_Work to complete_: Pick up the piece below about Dorothy, Charlie and their Ukrainian surrogate, and continue it from its last sentence.

_Document excerpt_:

○ ○ ○ ○

The bond between her and Matilda isn’t remotely like mother and daughter, or even niece and aunt, but there is a connection. She likes to hold her (especially if there has been bad news from home) and is happy to look after her if Dorothy goes out. “She is special because I have seen her grow, but I don’t feel like she is mine.”

She had felt anxious when the baby was delivered and her role was done.

“I hate having guests in my house,” Anastasia says, “but they are different people. Sometimes I feel closer to Dorothy than to my mum. Dorothy is mum to all of us.”

Later, Dorothy admits, “Obviously, it was a worry that Anastasia would develop maternal feelings for Matilda. But she never tried to be a mother.” She speaks of her with tenderness and affection. On a practical level, it is useful to have “another pair of hands”.

Alexander, now eight, has settled into the local primary school, which he joined just before Matilda was born. At first he kept asking Charlie, “Who do you love more, me or Matilda?” When he asked Dorothy, she said, “I love Max [the dog] and I love Matilda and I love you because that’s the beauty of the human heart, it has the capacity to love lots of people.” Charlie and Dorothy have just bought a seven-seater family car, so they can all go out together to the beach or into the city.

Surrogacy clinics are still doing brisk business in Ukraine. More than 1,000 babies have been born to surrogate mothers since the invasion, according to recent reports. BioTexCom clinic was responsible for 600 of those children. WCOB reopened its clinic in Kyiv in 2022 and now has offices in Cyprus and Mexico, where it caters for same-sex couples. “Many are now choosing Ukraine again,” says a spokesperson for WCOB. “We are now experiencing a baby boom. Undoubtedly, there are many risks associated with the ongoing war; however, despite these challenges, many intended parents continue to choose Ukraine over other available options.” In August, the UK government announced that it would no longer be issuing emergency travel documents for British surrogate babies born in Ukraine.

In the end, surrogacy has cost Dorothy and Charlie more than £47,000: £25,000 to WCOB (of which Anastasia received £1,500); £18,850 to Anastasia. This included extra money for having a caesarean. In addition, they gave her £500 to help her leave Ukraine. They paid £1463.45 for her accommodation in Poland and £1,835 for emergency dental treatment in the UK. Her visa did not qualify for the “thank you” payment from the UK government of £350 a month for hosting refugees, such as those on the Homes for Ukraine scheme.

○ ○ ○ ○

_Supplied records_:
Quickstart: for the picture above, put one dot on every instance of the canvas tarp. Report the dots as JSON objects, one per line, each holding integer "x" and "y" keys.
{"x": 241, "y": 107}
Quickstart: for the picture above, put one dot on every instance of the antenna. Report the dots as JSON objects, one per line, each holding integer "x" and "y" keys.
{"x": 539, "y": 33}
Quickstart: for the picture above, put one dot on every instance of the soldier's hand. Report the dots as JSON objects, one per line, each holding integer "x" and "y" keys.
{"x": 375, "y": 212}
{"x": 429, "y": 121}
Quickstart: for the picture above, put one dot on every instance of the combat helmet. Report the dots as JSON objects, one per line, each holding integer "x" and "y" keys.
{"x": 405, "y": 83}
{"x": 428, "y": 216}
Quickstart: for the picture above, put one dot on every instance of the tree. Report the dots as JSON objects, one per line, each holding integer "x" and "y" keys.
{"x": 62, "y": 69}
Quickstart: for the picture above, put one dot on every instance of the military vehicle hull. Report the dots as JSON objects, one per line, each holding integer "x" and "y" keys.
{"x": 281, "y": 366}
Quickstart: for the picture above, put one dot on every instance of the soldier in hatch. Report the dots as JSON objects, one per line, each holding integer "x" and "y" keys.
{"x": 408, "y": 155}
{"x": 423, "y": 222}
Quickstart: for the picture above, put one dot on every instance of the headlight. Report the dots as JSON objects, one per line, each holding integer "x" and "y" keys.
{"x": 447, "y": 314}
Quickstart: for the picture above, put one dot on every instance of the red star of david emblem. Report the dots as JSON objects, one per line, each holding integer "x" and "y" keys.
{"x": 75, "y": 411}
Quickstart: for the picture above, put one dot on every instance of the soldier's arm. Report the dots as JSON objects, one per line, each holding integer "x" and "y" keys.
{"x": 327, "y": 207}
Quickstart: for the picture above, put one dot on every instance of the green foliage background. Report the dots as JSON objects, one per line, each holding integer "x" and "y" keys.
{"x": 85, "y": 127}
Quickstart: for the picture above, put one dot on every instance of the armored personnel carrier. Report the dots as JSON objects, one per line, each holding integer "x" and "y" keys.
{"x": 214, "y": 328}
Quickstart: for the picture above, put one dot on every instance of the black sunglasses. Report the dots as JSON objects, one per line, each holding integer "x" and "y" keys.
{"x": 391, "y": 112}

○ ○ ○ ○

_Task output_:
There are more changes ahead, Dorothy says when we speak in August. Anastasia’s visa expires in March 2025. But she is no longer sure if she wants to go home: “I don’t have a plan. I’m like a river, I go with the flow.” Her mother and brother are no longer living with Charlie’s sister; her mother said she felt like a “caged animal”.

In the summer Russian bombs killed four in an attack on a Zaporizhzhia aid station. Anastasia’s flat was further damaged, but still standing. She had taken out a bank loan out on it and the bank recently reinstated the monthly repayments after freezing them for a year. “It’s very hard. I have a flat I cannot live in and I still have to pay for it and for electricity, water, heating.” She plans to visit Spain next spring. “Flats are cheap there.”

By staying with Dorothy there is the risk the secret of Matilda’s birth will surface, threatening Alexander’s perception of events. “I will not lie to Matilda,” Dorothy says. “I will drip-feed her the truth from an early age. So we’re walking a tightrope.”

They know they can’t stay in this configuration for the rest of their lives. But there is a great familial warmth in the household, despite the unconventional setup. “We are like a big family,” Anastasia says. Dorothy agrees: “We believe Anastasia saved our life and Anastasia believes we saved hers.”

Anastasia and Alexander moved out at the beginning of December and now live nearby with her mother and brother. Names and details have been changed.